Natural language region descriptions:

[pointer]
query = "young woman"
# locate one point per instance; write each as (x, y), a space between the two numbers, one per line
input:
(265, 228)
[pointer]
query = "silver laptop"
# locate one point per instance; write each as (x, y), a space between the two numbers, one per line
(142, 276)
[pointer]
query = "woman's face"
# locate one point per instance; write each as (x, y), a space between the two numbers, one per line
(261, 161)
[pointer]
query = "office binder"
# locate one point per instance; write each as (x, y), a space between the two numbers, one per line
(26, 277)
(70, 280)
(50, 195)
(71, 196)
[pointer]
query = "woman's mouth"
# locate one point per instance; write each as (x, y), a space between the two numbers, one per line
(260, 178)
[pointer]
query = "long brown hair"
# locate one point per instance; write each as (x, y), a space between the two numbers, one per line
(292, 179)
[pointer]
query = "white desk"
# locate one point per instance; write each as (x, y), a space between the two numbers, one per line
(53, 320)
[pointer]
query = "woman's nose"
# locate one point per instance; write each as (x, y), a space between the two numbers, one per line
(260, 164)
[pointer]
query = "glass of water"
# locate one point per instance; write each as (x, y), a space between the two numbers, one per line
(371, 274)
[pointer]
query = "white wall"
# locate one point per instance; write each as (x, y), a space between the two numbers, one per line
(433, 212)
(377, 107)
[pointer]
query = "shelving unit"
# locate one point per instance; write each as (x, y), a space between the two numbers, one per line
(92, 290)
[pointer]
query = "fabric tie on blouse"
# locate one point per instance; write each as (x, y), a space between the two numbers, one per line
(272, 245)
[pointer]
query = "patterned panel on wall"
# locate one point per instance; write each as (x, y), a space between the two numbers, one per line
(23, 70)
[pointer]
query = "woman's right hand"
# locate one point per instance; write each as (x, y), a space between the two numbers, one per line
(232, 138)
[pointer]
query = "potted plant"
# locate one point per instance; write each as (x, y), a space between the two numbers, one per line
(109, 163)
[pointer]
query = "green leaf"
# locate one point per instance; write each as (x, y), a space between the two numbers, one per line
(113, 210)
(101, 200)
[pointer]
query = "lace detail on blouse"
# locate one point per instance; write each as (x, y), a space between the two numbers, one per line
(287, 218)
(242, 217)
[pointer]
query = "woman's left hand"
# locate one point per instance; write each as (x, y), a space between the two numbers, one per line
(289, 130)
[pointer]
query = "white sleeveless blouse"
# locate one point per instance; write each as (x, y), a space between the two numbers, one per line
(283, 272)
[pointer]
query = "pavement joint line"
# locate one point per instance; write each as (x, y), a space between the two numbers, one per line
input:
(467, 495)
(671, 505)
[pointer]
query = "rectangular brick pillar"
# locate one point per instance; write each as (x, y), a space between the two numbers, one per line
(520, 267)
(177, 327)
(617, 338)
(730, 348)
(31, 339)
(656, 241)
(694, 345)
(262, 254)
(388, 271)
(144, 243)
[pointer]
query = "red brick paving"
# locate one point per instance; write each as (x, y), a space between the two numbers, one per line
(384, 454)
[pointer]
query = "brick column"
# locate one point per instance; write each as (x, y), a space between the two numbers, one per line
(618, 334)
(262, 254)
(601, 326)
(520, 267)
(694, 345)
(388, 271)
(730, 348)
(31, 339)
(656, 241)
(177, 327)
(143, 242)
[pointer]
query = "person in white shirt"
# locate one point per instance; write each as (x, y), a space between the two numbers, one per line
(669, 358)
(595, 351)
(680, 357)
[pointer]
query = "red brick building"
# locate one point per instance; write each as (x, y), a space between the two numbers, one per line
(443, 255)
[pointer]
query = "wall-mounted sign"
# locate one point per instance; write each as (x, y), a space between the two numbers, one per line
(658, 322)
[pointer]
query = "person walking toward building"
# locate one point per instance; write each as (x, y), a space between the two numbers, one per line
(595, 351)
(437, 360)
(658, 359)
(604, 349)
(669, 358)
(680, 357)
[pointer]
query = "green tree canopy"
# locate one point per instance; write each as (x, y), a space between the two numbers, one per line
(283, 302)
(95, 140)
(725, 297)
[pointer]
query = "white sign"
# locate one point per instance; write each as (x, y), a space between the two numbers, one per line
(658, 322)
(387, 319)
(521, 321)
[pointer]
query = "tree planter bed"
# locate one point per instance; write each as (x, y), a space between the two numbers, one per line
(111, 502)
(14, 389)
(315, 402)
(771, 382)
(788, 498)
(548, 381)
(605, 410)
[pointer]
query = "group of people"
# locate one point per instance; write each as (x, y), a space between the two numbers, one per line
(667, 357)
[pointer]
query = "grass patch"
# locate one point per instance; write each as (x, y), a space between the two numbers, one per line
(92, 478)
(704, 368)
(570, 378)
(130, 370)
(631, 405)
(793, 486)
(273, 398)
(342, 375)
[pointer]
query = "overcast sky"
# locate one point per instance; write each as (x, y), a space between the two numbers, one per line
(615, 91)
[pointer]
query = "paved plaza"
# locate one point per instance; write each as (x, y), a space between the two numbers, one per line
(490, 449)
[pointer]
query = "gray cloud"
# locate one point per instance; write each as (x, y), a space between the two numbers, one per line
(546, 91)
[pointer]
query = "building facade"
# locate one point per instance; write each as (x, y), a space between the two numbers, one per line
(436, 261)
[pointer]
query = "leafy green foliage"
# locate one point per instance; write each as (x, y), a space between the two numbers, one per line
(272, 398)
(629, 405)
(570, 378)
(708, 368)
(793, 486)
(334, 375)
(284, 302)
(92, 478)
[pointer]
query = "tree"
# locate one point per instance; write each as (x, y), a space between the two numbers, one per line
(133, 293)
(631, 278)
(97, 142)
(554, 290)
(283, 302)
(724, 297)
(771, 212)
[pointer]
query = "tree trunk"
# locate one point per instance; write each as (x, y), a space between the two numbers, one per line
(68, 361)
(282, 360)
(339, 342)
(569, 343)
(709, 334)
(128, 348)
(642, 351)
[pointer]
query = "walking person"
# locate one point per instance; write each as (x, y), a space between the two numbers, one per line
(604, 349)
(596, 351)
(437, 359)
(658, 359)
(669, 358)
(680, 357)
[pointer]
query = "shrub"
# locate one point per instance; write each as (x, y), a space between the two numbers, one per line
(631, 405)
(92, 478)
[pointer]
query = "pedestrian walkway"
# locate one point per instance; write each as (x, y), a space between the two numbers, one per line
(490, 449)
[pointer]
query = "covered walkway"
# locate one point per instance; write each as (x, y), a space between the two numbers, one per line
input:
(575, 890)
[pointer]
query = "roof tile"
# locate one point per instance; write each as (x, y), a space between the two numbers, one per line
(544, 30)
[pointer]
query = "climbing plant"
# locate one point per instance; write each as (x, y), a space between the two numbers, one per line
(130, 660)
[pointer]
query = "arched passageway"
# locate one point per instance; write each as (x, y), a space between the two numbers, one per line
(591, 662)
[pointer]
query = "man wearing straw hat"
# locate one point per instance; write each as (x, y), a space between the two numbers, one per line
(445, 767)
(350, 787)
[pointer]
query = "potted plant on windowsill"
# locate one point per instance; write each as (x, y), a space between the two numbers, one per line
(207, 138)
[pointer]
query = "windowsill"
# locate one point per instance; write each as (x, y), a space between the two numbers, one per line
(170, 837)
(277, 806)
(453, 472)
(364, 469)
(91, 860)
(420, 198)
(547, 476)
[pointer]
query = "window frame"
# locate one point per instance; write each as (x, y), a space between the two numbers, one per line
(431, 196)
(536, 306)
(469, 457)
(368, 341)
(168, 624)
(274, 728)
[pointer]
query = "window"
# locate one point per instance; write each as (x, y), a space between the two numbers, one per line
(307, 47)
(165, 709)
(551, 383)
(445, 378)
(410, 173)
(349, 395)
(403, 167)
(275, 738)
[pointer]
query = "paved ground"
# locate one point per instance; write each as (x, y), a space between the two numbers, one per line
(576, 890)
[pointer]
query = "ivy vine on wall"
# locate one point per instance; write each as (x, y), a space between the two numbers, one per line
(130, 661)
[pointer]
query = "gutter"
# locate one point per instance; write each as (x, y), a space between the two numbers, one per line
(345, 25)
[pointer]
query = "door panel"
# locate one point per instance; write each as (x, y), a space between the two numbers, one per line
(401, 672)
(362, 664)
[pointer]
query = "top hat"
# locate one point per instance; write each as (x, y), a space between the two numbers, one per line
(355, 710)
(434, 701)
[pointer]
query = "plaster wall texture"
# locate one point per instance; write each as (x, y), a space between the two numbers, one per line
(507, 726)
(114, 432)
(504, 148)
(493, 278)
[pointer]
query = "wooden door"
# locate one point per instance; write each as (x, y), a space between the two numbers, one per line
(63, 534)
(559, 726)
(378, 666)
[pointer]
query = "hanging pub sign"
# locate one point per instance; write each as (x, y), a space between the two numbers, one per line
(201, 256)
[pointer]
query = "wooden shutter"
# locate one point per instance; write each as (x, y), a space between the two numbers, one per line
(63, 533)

What you need to do → Go through the entries above and copy each line holding the string "hand".

Solution to the exercise →
query = "woman's right hand"
query = "woman's left hand"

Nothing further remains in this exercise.